- [Assignment]: Nothing before the line containing "each like (331,269)." belongs in the answer; quote that line and all lines after it through the end of the material, word for word.

■ ■ ■ ■ ■

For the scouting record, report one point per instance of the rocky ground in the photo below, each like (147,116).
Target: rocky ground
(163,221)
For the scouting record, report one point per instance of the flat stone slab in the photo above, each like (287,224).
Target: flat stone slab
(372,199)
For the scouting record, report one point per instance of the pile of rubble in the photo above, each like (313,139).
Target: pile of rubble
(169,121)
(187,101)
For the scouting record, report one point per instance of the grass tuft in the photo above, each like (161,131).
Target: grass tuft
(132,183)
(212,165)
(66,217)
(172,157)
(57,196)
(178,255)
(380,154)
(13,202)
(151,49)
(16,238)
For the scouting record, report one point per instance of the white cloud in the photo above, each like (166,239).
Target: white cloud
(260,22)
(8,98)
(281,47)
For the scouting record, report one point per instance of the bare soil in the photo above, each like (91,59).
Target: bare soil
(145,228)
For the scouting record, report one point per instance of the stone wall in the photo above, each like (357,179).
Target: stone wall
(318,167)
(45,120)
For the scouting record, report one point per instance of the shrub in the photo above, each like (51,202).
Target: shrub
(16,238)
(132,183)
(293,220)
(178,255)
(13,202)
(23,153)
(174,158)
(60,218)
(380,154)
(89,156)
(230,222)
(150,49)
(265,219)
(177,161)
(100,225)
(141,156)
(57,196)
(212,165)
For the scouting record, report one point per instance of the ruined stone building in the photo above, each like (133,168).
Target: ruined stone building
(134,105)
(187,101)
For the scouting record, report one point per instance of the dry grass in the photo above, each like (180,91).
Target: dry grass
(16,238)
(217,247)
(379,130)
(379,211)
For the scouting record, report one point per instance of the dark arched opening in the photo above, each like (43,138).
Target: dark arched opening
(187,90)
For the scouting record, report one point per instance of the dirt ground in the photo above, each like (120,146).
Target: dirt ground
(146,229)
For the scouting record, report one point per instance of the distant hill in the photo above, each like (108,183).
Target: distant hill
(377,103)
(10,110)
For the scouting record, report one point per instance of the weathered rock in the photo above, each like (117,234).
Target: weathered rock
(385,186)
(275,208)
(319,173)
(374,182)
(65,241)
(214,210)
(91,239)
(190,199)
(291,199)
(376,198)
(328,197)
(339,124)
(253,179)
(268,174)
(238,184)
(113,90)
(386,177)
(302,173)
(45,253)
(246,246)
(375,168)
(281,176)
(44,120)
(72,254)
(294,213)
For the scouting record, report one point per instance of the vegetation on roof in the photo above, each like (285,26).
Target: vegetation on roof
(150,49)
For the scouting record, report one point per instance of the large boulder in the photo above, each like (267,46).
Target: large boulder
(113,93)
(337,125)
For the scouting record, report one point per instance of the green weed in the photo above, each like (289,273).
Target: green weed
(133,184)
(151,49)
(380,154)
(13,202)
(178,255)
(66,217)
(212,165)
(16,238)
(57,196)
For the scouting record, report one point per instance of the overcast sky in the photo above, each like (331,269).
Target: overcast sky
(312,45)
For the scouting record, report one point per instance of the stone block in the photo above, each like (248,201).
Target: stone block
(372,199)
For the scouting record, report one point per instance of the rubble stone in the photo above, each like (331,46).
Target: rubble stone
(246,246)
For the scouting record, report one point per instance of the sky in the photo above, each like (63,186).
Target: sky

■ ■ ■ ■ ■

- [Response box]:
For the scouting record, report one point per instance of the overcast sky in the photo above, each like (331,269).
Target: overcast sky
(312,45)
For the scouting record, report one point per instance of the stone block in the photo above, each like (248,201).
Target: stone block
(372,199)
For the scouting record, report one point per instance of the rubble stone in the photo above, each like (331,46).
Target: rubble stone
(246,246)
For the scouting record, report one point per instance of the sky in the photo above, each like (63,186).
Target: sky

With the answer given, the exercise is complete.